TEXT TO READ:

______________________________

Authors: Jon Bentley, AT&T Bell labs
Publisher: Addison-Wesley, Inc., 2000.
ISBN: 0-201-65788-0.
  Programming Pearls: cover image More Programming Pearls: cover image

Jon Bentley is one of my favourite computing authors, and another excellent member of AT&T Bell Labs, who worked alongside such luminaries as Kernighan, Ritchie, Pike and Stroustrup for many years.

Programming Pearls grew out of his long running Programming Pearls column in the Communications of the ACM, and focusses on solving and optimizing real world problems that have irritated and puzzled his colleagues. As an oyster grows a thing of beauty (a pearl) around an initial irritation (a grain of sand), his columns explore many deep ideas of computer science - algorithms, data structures, design, program correctness, testing, debugging, optimization etc - all in a very practical and focussed way.

I first read the lovely (black cover) first edition of Programming Pearls in the late 1980s, and was very impressed by the dry humour and gentle wit with which Bentley guides you into each problem, and how he then unpacks it carefully and clearly investigates all the alternatives. He includes lots of working (and non-working) C code for you to try, and adds an extensive set of problems to each chapter for you to think about yourself, and sometimes adds a sidebar where another of his colleagues came up with an even better algorithm or solution to a cool problem.

Unfortunately, someone borrowed my first cover version, and never returned it. A few years later, I bought the second edition, which is rather larger, adding lots more C++ examples which tend to add clutter (you can tell I'm not a huge C++ fan), but also adding a new chapter and usefully expanding some of the other columns.

______________________________

GIVEN DATA:
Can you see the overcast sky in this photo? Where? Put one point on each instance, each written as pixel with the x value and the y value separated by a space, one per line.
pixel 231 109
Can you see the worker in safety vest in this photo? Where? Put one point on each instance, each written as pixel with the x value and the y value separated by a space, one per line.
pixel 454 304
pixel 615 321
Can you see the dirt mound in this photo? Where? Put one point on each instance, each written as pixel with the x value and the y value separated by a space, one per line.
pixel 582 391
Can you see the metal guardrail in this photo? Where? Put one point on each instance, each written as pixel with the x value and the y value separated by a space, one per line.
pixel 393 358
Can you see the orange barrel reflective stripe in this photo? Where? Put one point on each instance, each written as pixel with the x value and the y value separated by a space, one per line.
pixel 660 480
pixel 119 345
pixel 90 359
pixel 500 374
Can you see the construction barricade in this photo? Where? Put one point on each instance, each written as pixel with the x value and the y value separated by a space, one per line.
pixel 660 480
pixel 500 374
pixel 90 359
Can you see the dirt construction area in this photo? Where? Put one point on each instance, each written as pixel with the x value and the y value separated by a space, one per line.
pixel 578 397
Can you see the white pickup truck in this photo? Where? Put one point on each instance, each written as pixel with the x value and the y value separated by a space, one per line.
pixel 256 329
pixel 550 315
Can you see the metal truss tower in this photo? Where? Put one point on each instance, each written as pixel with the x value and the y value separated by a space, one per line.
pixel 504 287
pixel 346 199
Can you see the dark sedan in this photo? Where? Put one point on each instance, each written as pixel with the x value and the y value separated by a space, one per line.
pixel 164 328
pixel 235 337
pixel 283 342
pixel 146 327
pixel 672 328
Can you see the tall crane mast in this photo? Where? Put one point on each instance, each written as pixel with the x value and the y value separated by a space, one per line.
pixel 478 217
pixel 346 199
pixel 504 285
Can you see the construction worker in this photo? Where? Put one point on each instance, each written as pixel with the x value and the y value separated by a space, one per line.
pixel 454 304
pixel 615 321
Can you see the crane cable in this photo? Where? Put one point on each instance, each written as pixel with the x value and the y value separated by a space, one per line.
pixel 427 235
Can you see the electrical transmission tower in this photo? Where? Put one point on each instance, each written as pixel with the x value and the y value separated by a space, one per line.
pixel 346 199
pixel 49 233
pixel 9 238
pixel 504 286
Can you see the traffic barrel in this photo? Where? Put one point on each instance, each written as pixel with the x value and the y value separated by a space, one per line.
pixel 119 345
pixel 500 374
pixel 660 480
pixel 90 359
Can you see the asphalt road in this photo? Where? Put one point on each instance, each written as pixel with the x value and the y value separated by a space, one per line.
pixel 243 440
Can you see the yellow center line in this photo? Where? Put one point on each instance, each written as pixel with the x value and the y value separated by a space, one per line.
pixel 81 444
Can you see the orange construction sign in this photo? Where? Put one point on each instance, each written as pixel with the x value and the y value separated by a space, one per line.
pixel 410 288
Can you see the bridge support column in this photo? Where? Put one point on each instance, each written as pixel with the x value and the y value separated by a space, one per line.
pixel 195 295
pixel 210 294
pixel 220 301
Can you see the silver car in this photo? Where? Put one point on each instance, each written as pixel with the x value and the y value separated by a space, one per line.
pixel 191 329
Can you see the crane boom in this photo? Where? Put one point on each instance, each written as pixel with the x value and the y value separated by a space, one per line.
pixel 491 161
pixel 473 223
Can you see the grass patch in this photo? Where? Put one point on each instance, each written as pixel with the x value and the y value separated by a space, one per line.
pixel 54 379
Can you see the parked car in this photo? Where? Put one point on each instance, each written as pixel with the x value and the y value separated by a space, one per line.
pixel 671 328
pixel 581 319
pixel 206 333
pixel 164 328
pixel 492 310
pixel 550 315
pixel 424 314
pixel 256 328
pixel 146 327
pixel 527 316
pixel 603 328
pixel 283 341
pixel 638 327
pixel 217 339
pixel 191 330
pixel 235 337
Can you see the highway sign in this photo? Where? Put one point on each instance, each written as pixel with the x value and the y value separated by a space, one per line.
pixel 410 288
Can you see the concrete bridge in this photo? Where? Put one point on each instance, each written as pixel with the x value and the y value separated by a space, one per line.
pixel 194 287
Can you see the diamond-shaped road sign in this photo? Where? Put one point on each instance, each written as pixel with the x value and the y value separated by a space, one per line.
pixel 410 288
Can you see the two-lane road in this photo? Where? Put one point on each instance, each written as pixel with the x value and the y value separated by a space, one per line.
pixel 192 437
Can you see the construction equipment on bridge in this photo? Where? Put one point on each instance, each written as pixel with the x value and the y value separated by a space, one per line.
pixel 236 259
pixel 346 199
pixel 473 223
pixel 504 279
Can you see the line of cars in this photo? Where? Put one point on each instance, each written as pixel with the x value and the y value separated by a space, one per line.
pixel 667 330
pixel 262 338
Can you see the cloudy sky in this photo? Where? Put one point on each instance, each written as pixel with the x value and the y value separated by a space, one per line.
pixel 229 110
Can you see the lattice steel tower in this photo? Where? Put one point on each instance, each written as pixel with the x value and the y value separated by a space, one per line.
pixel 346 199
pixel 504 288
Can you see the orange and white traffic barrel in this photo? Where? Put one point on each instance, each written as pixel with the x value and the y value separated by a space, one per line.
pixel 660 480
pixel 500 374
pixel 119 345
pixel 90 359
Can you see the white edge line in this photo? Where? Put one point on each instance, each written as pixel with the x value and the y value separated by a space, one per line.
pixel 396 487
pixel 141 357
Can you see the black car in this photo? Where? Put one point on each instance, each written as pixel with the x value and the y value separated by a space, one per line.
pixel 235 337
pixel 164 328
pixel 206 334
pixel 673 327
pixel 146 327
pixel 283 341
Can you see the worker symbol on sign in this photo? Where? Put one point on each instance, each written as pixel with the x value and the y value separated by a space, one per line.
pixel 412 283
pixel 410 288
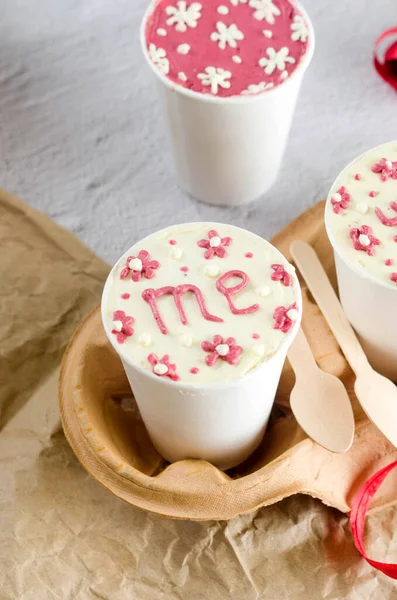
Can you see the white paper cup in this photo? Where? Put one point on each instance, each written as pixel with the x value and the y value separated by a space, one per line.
pixel 369 305
pixel 228 151
pixel 222 423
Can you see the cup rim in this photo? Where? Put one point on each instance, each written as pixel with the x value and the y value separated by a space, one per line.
pixel 335 246
pixel 287 341
pixel 229 100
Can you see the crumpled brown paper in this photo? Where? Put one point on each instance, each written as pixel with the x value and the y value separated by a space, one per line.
pixel 63 536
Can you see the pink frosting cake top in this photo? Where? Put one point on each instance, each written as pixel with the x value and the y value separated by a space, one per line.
pixel 227 47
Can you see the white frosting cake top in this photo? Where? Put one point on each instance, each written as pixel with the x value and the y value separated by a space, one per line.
pixel 361 213
pixel 200 302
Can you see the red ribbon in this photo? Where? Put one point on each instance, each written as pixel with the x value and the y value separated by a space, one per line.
pixel 358 514
pixel 387 68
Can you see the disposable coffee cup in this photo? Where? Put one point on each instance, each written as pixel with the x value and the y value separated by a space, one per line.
pixel 364 196
pixel 204 338
pixel 228 148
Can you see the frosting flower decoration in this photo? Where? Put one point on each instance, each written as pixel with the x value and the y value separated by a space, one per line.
pixel 226 35
pixel 280 274
pixel 139 266
pixel 386 169
pixel 265 10
pixel 215 245
pixel 364 240
pixel 216 78
pixel 159 58
pixel 340 200
pixel 284 318
pixel 386 220
pixel 122 326
pixel 276 60
pixel 162 367
pixel 225 349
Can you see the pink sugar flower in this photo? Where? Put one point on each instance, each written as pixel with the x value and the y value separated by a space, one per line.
pixel 215 246
pixel 389 222
pixel 224 349
pixel 364 240
pixel 139 266
pixel 386 169
pixel 162 367
pixel 280 274
pixel 122 326
pixel 340 200
pixel 284 317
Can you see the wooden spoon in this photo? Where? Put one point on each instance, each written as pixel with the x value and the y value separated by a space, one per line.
pixel 376 394
pixel 319 401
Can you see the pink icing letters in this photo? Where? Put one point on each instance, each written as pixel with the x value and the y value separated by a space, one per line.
pixel 229 292
pixel 150 296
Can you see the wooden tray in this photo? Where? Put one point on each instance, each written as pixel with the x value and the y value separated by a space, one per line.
pixel 104 428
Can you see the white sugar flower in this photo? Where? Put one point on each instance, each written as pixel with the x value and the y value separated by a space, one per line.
pixel 276 60
pixel 183 16
pixel 226 35
pixel 257 89
pixel 215 78
pixel 159 58
pixel 265 10
pixel 299 29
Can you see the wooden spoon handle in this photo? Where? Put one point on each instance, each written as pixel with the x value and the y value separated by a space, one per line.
pixel 300 354
pixel 328 302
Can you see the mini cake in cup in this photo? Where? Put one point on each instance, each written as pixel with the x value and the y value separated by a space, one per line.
pixel 229 73
pixel 361 222
pixel 202 316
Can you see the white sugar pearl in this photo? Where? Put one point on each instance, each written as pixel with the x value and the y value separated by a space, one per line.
pixel 292 314
pixel 211 270
pixel 176 253
pixel 183 49
pixel 362 208
pixel 186 340
pixel 145 339
pixel 135 264
pixel 222 349
pixel 117 325
pixel 258 350
pixel 215 241
pixel 364 239
pixel 160 369
pixel 264 291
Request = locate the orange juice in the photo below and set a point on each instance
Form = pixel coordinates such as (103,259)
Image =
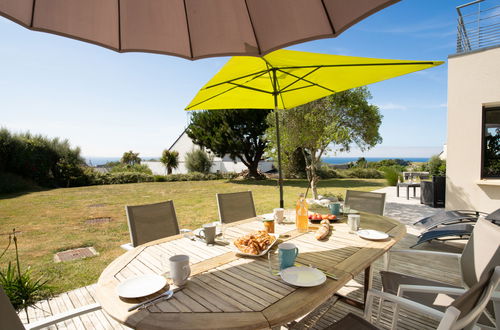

______________________________

TASK SET:
**a.** According to the book review, what did Programming Pearls grow out of?
**b.** Write out the book review from "Unfortunately, someone borrowed" up to and including "the other columns.".
**c.** Which people does the book review name as luminaries Bentley worked alongside at AT&T Bell Labs?
The data can be set aside.

FULL SOLUTIONS:
**a.** It grew out of Jon Bentley's long-running Programming Pearls column in the Communications of the ACM.

**b.**
Unfortunately, someone borrowed my first cover version, and never returned it. A few years later, I bought the second edition, which is rather larger, adding lots more C++ examples which tend to add clutter (you can tell I'm not a huge C++ fan), but also adding a new chapter and usefully expanding some of the other columns.

**c.** Kernighan, Ritchie, Pike and Stroustrup